BAG, Urteil vom 11.12.2019, 5 AZR 505/18

Das Bundesarbeitsgericht hat mit Urteil vom 11.12.2019 zum Az. 5 AZR 505/18 seine bisherige Rechtsprechung zum sogenannten Grundsatz der Einheit des Verhinderungsfalls nochmals bestätigt. Diese Rechtsprechung ist in der Praxis weitgehend unbekannt, weshalb die jüngste Entscheidung zum Anlass genommen wird, sie noch einmal darzustellen:

Sachverhalt:
Die Klägerin war bei der Beklagten langjährig beschäftigt. Sie war seit dem 07.02.2017 arbeitsunfähig erkrankt, nach Kenntnis der Beklagten an einem psychischen Leiden. Die Beklagte leistete gem. § 3 Abs. 1 Entgeltfortzahlungsgesetz für die Dauer von sechs Wochen Entgeltfortzahlung bis zum 20.03.2017. Die Klägerin blieb auch danach krank, ihr war Arbeitsunfähigkeit bis 18.05.2017 attestiert. Am 18.05.2017 bescheinigte eine andere Ärztin als Erstbescheinigung eine Arbeitsunfähigkeit vom 19.05.2017 bis zum 16.06.2017 und anschließend durch Folgebescheinigung eine fortbestehende Arbeitsverhinderung bis 30.06.2017.

* _ANGEZEIGTE EINTRÄGE_
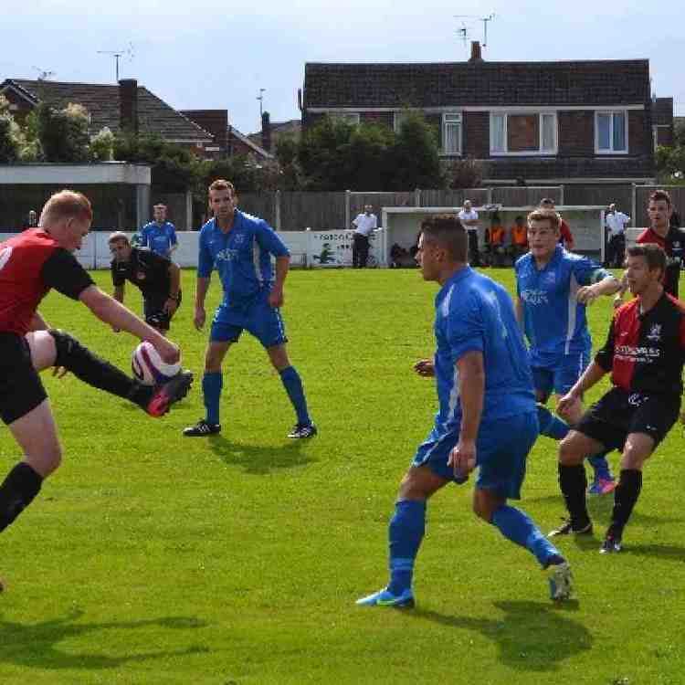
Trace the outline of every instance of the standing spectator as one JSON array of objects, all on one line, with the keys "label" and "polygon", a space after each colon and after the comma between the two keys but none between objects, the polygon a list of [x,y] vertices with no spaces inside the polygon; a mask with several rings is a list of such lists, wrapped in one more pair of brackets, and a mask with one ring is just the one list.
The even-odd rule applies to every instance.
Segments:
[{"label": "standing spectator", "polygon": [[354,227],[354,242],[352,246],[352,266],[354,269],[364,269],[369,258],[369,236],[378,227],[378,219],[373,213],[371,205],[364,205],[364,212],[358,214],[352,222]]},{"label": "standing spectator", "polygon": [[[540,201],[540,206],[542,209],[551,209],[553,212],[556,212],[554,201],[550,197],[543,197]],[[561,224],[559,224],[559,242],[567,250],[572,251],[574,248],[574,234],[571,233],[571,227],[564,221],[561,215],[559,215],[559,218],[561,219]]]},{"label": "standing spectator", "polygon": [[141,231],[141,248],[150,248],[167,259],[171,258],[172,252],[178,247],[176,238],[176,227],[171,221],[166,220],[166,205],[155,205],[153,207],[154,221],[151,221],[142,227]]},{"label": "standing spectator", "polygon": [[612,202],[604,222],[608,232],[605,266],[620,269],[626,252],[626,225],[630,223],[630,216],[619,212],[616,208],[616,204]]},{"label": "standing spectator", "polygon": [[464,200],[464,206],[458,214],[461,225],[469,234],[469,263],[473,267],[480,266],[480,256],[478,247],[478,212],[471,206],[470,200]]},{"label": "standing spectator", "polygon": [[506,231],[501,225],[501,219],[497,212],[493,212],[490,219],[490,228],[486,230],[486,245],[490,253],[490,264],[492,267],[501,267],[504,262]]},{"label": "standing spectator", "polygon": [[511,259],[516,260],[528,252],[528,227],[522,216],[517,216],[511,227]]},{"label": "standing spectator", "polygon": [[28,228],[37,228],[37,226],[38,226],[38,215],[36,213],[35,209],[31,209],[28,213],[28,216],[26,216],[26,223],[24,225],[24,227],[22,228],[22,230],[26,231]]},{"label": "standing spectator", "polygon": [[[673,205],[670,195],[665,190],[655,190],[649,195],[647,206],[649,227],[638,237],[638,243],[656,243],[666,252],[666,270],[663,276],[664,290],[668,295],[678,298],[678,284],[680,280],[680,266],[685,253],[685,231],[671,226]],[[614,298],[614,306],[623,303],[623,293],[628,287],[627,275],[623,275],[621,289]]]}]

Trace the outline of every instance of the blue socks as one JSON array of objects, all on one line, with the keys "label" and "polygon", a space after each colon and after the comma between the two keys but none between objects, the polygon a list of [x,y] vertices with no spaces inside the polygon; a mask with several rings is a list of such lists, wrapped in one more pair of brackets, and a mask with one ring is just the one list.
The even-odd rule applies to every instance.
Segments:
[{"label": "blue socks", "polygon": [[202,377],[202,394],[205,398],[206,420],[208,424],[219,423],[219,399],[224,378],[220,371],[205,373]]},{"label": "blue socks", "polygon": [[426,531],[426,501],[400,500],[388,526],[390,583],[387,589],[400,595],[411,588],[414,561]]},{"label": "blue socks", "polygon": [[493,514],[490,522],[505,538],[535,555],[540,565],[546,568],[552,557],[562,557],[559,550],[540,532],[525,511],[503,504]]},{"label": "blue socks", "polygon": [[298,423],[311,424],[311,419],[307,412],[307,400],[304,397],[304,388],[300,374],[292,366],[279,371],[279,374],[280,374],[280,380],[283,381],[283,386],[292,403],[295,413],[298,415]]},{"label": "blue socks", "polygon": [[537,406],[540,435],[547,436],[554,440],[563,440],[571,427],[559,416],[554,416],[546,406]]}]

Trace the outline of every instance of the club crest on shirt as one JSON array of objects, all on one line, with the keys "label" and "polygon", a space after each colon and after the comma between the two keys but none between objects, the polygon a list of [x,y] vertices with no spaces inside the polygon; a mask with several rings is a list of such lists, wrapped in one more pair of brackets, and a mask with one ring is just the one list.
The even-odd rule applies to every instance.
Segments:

* _ANGABEN ZUR AUFGABE_
Schreiben Sie den Text über das BAG-Urteil zum Grundsatz der Einheit des Verhinderungsfalls im Anschluss an seinen letzten Satz weiter.

* _IHRE ANTWORT_
Die Klägerin verlangt von der Beklagten Entgeltfortzahlung wegen der durch Erstbescheinigung attestierten neuen Erkrankung ab dem 19.05.2017 bis zum 29.06.2017. Sie hat geltend gemacht, ab dem 19.05.2017 wegen einer neuen Erkrankung arbeitsunfähig gewesen zu sein, weshalb ein neuer Entgeltfortzahlungsanspruch gem. § 3 Abs. 1 Entgeltfortzahlungsgesetz für die Dauer von sechs Wochen bestanden habe. Die Beklagte ist dem mit der Begründung entgegengetreten, es habe den Umständen nach ein einheitlicher Verhinderungsfall vorgelegen, weshalb die Klägerin nur einmal für die Dauer von sechs Wochen Entgeltfortzahlung habe beanspruchen können. Eben diesen Anspruch habe sie – die Beklagte – erfüllt.

Das Landesarbeitsgericht hatte die Klage der Klägerin abgewiesen. Die Revision der Klägerin blieb vor dem Bundesarbeitsgericht erfolglos.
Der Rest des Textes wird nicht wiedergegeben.